*TASK OBJECTIVE*:
Would you set down every entry again, exactly as written?

----------

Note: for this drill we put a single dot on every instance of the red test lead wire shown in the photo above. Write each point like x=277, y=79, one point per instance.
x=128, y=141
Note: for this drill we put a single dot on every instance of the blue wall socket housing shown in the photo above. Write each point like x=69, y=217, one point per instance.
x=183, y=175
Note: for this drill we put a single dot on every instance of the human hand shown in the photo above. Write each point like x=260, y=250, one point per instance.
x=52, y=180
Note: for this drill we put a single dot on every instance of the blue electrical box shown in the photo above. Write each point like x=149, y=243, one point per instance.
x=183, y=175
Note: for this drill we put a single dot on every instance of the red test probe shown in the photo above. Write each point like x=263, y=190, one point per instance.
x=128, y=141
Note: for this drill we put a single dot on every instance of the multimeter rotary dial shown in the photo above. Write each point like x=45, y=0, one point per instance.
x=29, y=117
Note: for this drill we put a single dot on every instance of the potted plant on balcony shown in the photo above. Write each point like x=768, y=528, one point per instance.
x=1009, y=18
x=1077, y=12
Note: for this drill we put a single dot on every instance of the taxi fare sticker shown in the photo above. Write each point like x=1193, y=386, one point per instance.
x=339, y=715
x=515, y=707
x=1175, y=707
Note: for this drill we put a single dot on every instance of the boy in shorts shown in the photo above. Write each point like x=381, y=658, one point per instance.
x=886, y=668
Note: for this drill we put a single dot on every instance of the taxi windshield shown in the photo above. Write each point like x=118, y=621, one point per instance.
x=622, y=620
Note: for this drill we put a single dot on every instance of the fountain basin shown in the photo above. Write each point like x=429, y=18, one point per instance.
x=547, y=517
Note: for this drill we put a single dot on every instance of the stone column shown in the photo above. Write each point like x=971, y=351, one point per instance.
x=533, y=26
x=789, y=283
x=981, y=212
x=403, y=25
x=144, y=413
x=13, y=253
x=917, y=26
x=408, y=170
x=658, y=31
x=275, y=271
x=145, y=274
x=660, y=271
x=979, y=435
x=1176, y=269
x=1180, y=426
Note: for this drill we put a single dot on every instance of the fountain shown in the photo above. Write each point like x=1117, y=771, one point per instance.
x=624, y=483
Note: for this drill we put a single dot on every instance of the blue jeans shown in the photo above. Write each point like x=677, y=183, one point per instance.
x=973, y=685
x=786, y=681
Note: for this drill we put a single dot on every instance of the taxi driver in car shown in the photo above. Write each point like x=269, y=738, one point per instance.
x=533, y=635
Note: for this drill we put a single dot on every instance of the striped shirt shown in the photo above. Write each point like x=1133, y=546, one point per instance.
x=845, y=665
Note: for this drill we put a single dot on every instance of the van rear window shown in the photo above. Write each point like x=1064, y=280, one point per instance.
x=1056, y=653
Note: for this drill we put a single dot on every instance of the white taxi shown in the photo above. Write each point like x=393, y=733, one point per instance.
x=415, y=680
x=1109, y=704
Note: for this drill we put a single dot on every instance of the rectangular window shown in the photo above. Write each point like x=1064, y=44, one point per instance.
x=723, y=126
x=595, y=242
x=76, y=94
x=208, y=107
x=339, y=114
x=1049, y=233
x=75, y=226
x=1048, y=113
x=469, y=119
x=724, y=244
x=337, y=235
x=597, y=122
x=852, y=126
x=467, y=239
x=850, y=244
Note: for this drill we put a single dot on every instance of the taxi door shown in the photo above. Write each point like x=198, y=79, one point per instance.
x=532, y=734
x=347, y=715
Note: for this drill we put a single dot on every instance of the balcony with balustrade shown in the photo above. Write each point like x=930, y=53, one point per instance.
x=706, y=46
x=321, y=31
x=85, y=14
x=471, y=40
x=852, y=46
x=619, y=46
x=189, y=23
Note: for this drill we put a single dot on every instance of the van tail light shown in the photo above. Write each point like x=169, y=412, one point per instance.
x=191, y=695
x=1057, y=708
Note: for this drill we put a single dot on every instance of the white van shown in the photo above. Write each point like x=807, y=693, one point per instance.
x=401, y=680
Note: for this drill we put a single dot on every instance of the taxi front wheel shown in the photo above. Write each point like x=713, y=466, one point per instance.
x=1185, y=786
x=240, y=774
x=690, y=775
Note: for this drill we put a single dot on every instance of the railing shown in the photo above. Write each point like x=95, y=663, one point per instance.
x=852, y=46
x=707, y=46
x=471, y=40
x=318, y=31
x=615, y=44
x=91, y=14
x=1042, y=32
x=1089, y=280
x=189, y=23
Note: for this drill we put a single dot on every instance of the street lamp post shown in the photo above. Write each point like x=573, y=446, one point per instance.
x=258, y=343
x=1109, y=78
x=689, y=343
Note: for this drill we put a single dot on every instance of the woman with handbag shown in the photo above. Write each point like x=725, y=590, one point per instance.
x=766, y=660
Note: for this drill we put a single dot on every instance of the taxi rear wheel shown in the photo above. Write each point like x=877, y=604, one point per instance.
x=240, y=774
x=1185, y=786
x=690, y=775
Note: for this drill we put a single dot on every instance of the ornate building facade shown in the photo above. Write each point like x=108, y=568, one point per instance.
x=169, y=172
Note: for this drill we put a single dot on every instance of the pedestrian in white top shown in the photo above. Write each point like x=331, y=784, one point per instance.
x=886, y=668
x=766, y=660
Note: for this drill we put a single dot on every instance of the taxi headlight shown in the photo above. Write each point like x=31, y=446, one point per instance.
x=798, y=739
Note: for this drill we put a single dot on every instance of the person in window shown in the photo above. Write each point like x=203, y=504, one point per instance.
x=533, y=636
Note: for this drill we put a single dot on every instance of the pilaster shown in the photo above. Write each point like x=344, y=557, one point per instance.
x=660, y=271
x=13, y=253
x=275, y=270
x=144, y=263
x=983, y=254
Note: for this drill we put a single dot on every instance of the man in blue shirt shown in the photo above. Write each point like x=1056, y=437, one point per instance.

----------

*EXERCISE RESPONSE*:
Note: for this drill we put a single dot on every instance of the red test lead wire shown in the photo above. Write each point like x=277, y=79, one point per instance.
x=128, y=141
Note: for this drill we put a single dot on every instance of the blue wall socket housing shown in the photo above. Write each point like x=69, y=217, one point per instance.
x=183, y=175
Note: for this drill we put a single dot on every instance of the human hand shown in the photo above. Write each point like x=260, y=250, one point per instance.
x=52, y=180
Note: for this drill we put a single dot on every instance of the blue electrical box shown in the photo above. Write each point like x=149, y=243, one point per instance.
x=183, y=175
Note: for this drill we put a single dot on every instance of the red test probe shown in the photo above. Write each point like x=263, y=190, one point per instance.
x=128, y=141
Note: for this drill we put a single dot on every instance of the multimeter rotary dial shown in the photo above. Write each point like x=45, y=0, one point per instance.
x=29, y=117
Note: for this drill we put a single dot on every instance of the potted plant on balcony shown in the photo above. Write each point like x=768, y=528, one point per instance.
x=1009, y=18
x=1077, y=12
Note: for this drill we put a single dot on every instance of the taxi fare sticker shown in the photo above. Write each point like x=1193, y=386, one point per instance.
x=339, y=715
x=515, y=707
x=1175, y=707
Note: for this drill we put a single dot on every instance of the boy in shorts shown in the photo above. Write each point like x=381, y=658, one point per instance.
x=886, y=668
Note: for this drill we put a single dot on every instance of the taxi windshield shown in the photo above. Write each point like x=118, y=621, one point per instance.
x=622, y=620
Note: for this drill we put a single dot on every instance of the fountain basin shown in the photo above. Write each point like x=429, y=18, one point per instance.
x=547, y=517
Note: for this drill we put a single dot on every instance of the stone column shown in the photo above. Write each point like x=971, y=351, one point per instance.
x=533, y=26
x=789, y=283
x=981, y=212
x=403, y=25
x=144, y=413
x=13, y=253
x=917, y=26
x=408, y=170
x=658, y=31
x=275, y=271
x=145, y=274
x=660, y=271
x=979, y=435
x=1176, y=269
x=1180, y=426
Note: for this drill we put a single dot on every instance of the fountain shown in the photo above. Write each point like x=1117, y=771, one point per instance.
x=624, y=483
Note: for this drill we put a single dot on every instance of the blue jeans shown in the photo above. Write each point like x=677, y=183, one point per instance.
x=973, y=685
x=786, y=681
Note: for this drill we put a single dot on every instance of the taxi driver in car shown in the photo above. Write each point like x=269, y=738, one point per instance.
x=533, y=635
Note: for this drill we put a single dot on every instance of the striped shirt shown in the photo above. Write each point like x=1133, y=546, one point per instance.
x=845, y=665
Note: for this drill we put a single dot on every instance of the van rear window shown in the photo above. Write each point like x=1064, y=280, one point per instance.
x=1056, y=653
Note: for this drill we put a single dot on every instance of the white taxi shown in the photo above. Write each point like x=393, y=733, one point per instance.
x=415, y=680
x=1109, y=704
Note: for this drill we put a single dot on every instance of the rectangular window shown in the photo above. Write each point like x=1064, y=44, one point per instance.
x=723, y=126
x=595, y=242
x=76, y=94
x=208, y=107
x=339, y=114
x=1049, y=233
x=75, y=226
x=1048, y=113
x=469, y=119
x=724, y=244
x=337, y=235
x=597, y=122
x=852, y=126
x=467, y=239
x=850, y=244
Note: for this drill we put a single dot on every instance of the taxi door shown in the photo above. Write each point like x=198, y=79, one point per instance.
x=532, y=734
x=347, y=715
Note: for this drill we put a single dot on every instance of the balcony with balustrade shown in the photo above. Write each point like x=930, y=53, one point per instance.
x=706, y=46
x=321, y=31
x=85, y=14
x=471, y=40
x=852, y=46
x=619, y=46
x=189, y=23
Note: for this drill we put a single dot on every instance of the van tail light shown in the photo above. Write each point like x=169, y=412, one point per instance.
x=191, y=695
x=1057, y=708
Note: for this drill we put a single dot on every instance of the white van shown in the photo above. Write each point like x=807, y=693, one point per instance.
x=401, y=680
Note: for this drill we put a single dot on every instance of the taxi front wheel shown in the photo above. Write each point like x=713, y=466, one point per instance.
x=1185, y=786
x=240, y=774
x=690, y=775
Note: for this drill we put a single dot on every instance of the railing shown in the photo above. Write each point like x=95, y=663, one point per instance.
x=852, y=46
x=707, y=46
x=471, y=40
x=318, y=31
x=615, y=44
x=91, y=14
x=1042, y=32
x=1089, y=280
x=189, y=23
Note: for this drill we put a single dot on every instance of the street lamp post shown in the photo above. Write each point like x=573, y=446, one point per instance.
x=258, y=343
x=1109, y=78
x=689, y=343
Note: for this drill we put a single dot on every instance of the woman with handbag shown in the photo above. Write each point like x=725, y=590, one point per instance.
x=766, y=660
Note: for this drill we put a single dot on every instance of the taxi rear wheel shown in the photo above. Write each point like x=877, y=604, one point per instance.
x=240, y=774
x=1185, y=786
x=690, y=775
Note: for this drill we put a single dot on every instance of the ornate building facade shown in the photo above. Write each point like x=108, y=568, one point per instance.
x=169, y=172
Note: for this drill we put a single dot on every instance of the pedestrian in white top shown in the photo above. Write each point like x=331, y=784, one point per instance.
x=886, y=668
x=766, y=660
Note: for this drill we put a single dot on every instance of the taxi headlight shown in the photo above. Write each point like x=31, y=446, one point per instance.
x=798, y=739
Note: for this drill we put a single dot on every instance of the person in window shown in the photo above. Write each point like x=203, y=504, one point per instance.
x=533, y=636
Note: for this drill we put a single dot on every instance of the pilaster shown in the photo above. Write each point like x=344, y=557, one point per instance.
x=660, y=271
x=13, y=253
x=275, y=270
x=144, y=263
x=983, y=254
Note: for this drill we put a single dot on every instance of the man in blue shirt shown in the photo above. Write each point like x=1056, y=437, one point per instance.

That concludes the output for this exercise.